● **Assigned task**
What follows is a block of records; restate each one word for word.

Segmentation mask data:
┌──

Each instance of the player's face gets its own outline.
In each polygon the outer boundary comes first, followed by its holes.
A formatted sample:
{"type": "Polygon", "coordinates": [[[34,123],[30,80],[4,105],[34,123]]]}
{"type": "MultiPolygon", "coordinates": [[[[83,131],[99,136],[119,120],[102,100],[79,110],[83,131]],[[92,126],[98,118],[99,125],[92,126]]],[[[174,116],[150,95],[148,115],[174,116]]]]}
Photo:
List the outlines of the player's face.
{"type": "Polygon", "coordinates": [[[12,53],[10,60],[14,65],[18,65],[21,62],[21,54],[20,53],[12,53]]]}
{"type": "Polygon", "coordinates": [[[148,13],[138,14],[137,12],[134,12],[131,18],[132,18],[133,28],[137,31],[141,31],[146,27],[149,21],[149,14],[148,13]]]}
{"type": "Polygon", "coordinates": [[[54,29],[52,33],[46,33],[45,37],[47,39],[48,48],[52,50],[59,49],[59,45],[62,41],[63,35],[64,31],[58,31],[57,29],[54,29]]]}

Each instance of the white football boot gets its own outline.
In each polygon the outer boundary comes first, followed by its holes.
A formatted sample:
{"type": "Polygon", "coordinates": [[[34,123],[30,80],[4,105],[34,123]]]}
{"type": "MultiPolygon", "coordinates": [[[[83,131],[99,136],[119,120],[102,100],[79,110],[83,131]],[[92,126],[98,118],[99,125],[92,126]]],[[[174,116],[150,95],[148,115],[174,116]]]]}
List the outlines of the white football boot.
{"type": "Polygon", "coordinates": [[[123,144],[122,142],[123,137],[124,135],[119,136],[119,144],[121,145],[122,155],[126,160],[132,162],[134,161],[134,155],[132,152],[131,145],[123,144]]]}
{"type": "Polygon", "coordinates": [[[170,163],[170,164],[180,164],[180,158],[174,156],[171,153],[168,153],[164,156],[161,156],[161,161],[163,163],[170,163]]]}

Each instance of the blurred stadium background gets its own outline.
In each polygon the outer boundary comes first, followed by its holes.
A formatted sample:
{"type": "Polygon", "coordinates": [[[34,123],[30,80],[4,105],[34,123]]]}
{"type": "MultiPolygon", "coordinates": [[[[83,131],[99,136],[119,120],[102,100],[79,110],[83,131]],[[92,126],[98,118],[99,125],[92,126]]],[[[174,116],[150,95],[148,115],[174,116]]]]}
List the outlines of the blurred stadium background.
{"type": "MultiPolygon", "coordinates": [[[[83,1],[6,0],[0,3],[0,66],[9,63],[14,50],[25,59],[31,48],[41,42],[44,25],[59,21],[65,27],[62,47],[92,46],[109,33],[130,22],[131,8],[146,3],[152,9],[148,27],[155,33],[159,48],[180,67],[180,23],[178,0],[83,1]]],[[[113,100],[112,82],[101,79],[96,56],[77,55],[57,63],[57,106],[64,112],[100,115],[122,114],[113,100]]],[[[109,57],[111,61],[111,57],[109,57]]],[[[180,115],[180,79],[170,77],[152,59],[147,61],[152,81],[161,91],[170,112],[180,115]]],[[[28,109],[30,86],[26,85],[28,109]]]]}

└──

● **Task output**
Each instance of the player's face gets its own outline.
In each polygon the outer boundary comes first, followed by its holes.
A formatted sample:
{"type": "Polygon", "coordinates": [[[34,123],[30,80],[4,105],[34,123]]]}
{"type": "MultiPolygon", "coordinates": [[[[83,131],[99,136],[119,120],[102,100],[79,110],[83,131]],[[92,126],[98,118],[99,125],[92,126]]],[[[174,116],[150,95],[148,115],[174,116]]]]}
Photo:
List the outlines of the player's face.
{"type": "Polygon", "coordinates": [[[12,53],[10,60],[14,65],[18,65],[21,62],[21,54],[20,53],[12,53]]]}
{"type": "Polygon", "coordinates": [[[148,13],[138,14],[137,12],[134,12],[131,18],[132,18],[133,28],[137,31],[141,31],[146,27],[149,21],[149,14],[148,13]]]}
{"type": "Polygon", "coordinates": [[[54,29],[52,33],[46,33],[45,37],[47,39],[48,48],[52,50],[59,49],[59,45],[62,41],[63,35],[64,31],[58,31],[57,29],[54,29]]]}

Each instance of the white football boot gets its own outline.
In each polygon the outer boundary comes first, followed by its holes.
A formatted sample:
{"type": "Polygon", "coordinates": [[[34,123],[30,80],[4,105],[34,123]]]}
{"type": "MultiPolygon", "coordinates": [[[[83,131],[99,136],[119,120],[102,100],[79,110],[83,131]],[[92,126],[98,118],[99,125],[92,126]]],[[[174,116],[150,95],[148,115],[174,116]]]]}
List the outlines of the white football boot.
{"type": "Polygon", "coordinates": [[[123,144],[122,142],[123,137],[124,135],[119,136],[119,144],[121,145],[122,155],[126,160],[132,162],[134,161],[134,155],[132,152],[131,145],[123,144]]]}
{"type": "Polygon", "coordinates": [[[170,163],[170,164],[180,164],[180,158],[174,156],[171,153],[168,153],[164,156],[161,156],[161,161],[163,163],[170,163]]]}

Each instance of the blurred stadium background gets its own outline.
In each polygon the outer boundary comes first, followed by its holes.
A formatted sample:
{"type": "Polygon", "coordinates": [[[34,123],[30,80],[4,105],[34,123]]]}
{"type": "MultiPolygon", "coordinates": [[[[83,131],[99,136],[119,120],[102,100],[79,110],[83,131]],[[92,126],[98,118],[99,125],[92,126]]],[[[174,116],[150,95],[148,115],[174,116]]]]}
List the outlines of the blurred stadium background.
{"type": "MultiPolygon", "coordinates": [[[[83,1],[6,0],[0,3],[0,66],[9,63],[14,50],[25,59],[31,48],[41,42],[44,25],[59,21],[65,27],[62,47],[92,46],[109,33],[130,22],[131,8],[146,3],[152,9],[148,27],[155,33],[159,48],[180,67],[180,23],[178,0],[83,1]]],[[[113,100],[112,82],[101,79],[96,56],[77,55],[57,63],[57,106],[64,112],[100,115],[122,114],[113,100]]],[[[109,57],[111,61],[111,57],[109,57]]],[[[180,115],[180,79],[170,77],[152,59],[147,61],[152,81],[161,91],[170,112],[180,115]]],[[[28,109],[30,86],[26,85],[28,109]]]]}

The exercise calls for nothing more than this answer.